Письменное задание 1: Перепишите из интервью с Ириной Прохоровой фрагмент от слов «Ирина Прохорова об» до слов «Насколько он работает?» включительно.
Письменное задание 2: Назовите всех людей, которые упомянуты в интервью с Ириной Прохоровой по имени и фамилии.

Исходный текст:
=-=-=

Ирина Прохорова об идеологии современной России: «Проекта будущего нет»

10/11/2014 - 21:44 (по МСК) Тихон Дзядко
Поддержать ДО ДЬ

Главный редактор издательства «Новое литературное обозрение» Ирина Прохорова и Тихон Дзядко обсудили российскую пропаганду на Западе, российскому пути развития и «порочной» модели истории.

 

Дзядко: Мы в конце прошлого часа говорили с моими коллегами в Вашингтоне, в Лондоне о том влиянии, которое на американское и британское общество оказывает российская пропаганда российских СМИ вроде Russia Today, поскольку сегодня было объявлено о запуске очередного проекта. Несколько дней назад были опубликованы какие-то астрономические цифры, которые выливаются из государственного бюджета. Насколько это эффективный способ, на ваш взгляд, в создании некого позитивного образа страны за рубежом? Насколько он работает?

Прохорова: Исторический опыт показывает, что вообще-то это действует очень часто. Посмотрите, что до сих пор представление о Советском союзе, о сталинском периоде довольно разнится. Некоторая идеализация этого прошлого до сих пор существует. Потому что в Советском союзе мощная пропаганда, тотальная пропаганда работала не только внутри страны, но и была за рубежом. Поэтому всякие левые, интеллектуалы приезжали, им показывали. Работает. Но, честно говоря, я не знаю. Тут вопрос, какой ценой и так далее.

Может быть, представление о нашей замечательной культуре  было бы дешевле и разумнее для страны для создания позитивного имиджа, чем вкладывать огромные деньги в нагнетание некоторых пропагандистских теорий. Это разный подход, я думаю, к идее позитивного. Но как мы знаем наши традиции, ради идеологии ведь ничего не жалко. Тут не работают ни рыночные механизмы, ни другие. Пока, наверное, к сожалению моему имидж России не такой блистательный за рубежом, как хотелось бы людям.

Дзядко: К разговору об идеологии. Все события последних месяцев, последнего года абсолютно однозначно продемонстрировали какой-то мощный разворот, если не разворот, то корректировку. Наверное, не столь просто сформулировать, во всяком случае, у меня не слишком получается формулировать, это разворот или поворот к чему. Исходя из тех заявлений, которые мы слышим последнее время, вот было несколько едва ли не программных речей Владимира Путина, например, на Валдайском клубе, та конкретная речь была обращена к США. Как бы вы сформулировали ту идеологию, то светлое будущее, к которому мы идем последние 9 месяцев?

=-=-=

Предоставленные записи:
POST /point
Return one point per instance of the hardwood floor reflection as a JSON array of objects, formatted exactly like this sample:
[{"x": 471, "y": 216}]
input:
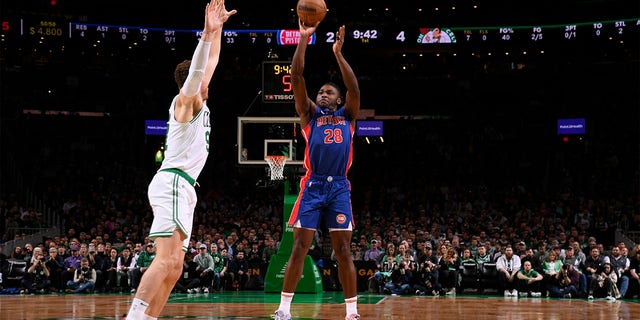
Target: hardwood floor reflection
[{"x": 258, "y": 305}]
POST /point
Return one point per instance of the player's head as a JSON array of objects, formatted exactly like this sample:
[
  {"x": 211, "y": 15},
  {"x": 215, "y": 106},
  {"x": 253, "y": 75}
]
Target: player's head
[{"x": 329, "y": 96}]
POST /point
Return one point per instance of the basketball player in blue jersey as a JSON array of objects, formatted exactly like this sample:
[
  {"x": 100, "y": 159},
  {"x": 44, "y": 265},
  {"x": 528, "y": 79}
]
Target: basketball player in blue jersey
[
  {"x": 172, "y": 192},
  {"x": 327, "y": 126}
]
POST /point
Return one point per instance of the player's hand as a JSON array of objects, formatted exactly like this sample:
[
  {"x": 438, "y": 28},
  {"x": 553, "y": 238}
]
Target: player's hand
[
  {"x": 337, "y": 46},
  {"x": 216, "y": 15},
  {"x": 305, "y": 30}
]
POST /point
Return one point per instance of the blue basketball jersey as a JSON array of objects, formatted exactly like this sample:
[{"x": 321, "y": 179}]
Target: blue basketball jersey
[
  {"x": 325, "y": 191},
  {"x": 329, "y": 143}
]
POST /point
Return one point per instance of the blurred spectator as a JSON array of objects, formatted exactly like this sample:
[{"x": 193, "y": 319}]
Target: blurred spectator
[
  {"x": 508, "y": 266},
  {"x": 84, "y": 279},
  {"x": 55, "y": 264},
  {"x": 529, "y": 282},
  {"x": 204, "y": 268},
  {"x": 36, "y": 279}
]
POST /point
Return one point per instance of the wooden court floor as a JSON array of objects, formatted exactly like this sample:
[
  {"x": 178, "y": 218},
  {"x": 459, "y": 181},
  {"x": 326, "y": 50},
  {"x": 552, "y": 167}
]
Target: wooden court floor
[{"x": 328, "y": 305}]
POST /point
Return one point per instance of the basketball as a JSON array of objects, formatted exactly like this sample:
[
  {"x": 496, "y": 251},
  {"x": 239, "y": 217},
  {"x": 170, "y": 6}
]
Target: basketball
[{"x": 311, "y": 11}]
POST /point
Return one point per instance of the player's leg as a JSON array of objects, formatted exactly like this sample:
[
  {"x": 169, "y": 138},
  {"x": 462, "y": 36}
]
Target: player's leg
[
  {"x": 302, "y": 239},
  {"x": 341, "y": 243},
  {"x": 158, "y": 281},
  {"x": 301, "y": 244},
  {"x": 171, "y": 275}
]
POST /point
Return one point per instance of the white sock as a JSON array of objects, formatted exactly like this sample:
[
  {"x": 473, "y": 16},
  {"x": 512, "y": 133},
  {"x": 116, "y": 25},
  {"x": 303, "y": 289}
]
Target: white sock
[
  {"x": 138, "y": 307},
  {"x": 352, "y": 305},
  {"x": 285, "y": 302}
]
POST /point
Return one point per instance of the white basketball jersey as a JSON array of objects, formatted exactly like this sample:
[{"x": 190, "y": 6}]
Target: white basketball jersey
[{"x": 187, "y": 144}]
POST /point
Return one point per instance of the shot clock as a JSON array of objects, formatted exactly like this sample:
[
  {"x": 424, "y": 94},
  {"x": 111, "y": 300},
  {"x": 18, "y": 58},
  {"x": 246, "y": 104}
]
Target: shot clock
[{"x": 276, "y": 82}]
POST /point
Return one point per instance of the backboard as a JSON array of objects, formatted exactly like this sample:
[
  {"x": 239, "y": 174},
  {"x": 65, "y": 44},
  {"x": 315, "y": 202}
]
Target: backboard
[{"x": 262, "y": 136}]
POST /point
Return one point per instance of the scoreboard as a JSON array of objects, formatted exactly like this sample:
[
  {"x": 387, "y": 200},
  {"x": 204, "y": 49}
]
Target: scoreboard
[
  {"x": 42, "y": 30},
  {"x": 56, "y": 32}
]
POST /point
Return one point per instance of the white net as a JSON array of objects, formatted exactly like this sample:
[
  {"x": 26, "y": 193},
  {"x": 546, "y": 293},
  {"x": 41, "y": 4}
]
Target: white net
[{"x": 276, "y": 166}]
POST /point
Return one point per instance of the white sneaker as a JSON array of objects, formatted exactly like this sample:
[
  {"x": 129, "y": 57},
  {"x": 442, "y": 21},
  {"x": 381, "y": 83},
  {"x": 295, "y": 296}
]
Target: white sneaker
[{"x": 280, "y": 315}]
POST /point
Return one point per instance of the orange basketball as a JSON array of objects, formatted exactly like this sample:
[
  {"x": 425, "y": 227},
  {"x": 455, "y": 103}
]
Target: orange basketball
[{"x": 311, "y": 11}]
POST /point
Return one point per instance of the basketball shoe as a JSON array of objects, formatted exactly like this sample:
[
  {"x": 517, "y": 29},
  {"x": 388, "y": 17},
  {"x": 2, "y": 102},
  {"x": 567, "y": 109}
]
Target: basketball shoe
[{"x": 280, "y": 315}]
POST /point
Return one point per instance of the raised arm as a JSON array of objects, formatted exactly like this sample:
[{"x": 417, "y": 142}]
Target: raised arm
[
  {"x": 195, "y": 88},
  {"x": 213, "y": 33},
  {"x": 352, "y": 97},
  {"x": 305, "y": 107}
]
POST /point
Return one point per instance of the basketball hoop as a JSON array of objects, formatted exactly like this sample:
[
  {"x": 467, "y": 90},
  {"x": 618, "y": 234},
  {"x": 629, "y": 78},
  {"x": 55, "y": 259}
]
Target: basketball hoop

=-=-=

Результат выполнения 1:
Ирина Прохорова об идеологии современной России: «Проекта будущего нет»

10/11/2014 - 21:44 (по МСК) Тихон Дзядко
Поддержать ДО ДЬ

Главный редактор издательства «Новое литературное обозрение» Ирина Прохорова и Тихон Дзядко обсудили российскую пропаганду на Западе, российскому пути развития и «порочной» модели истории.

 

Дзядко: Мы в конце прошлого часа говорили с моими коллегами в Вашингтоне, в Лондоне о том влиянии, которое на американское и британское общество оказывает российская пропаганда российских СМИ вроде Russia Today, поскольку сегодня было объявлено о запуске очередного проекта. Несколько дней назад были опубликованы какие-то астрономические цифры, которые выливаются из государственного бюджета. Насколько это эффективный способ, на ваш взгляд, в создании некого позитивного образа страны за рубежом? Насколько он работает?

Результат выполнения 2: Ирина Прохорова, Тихон Дзядко, Владимир Путин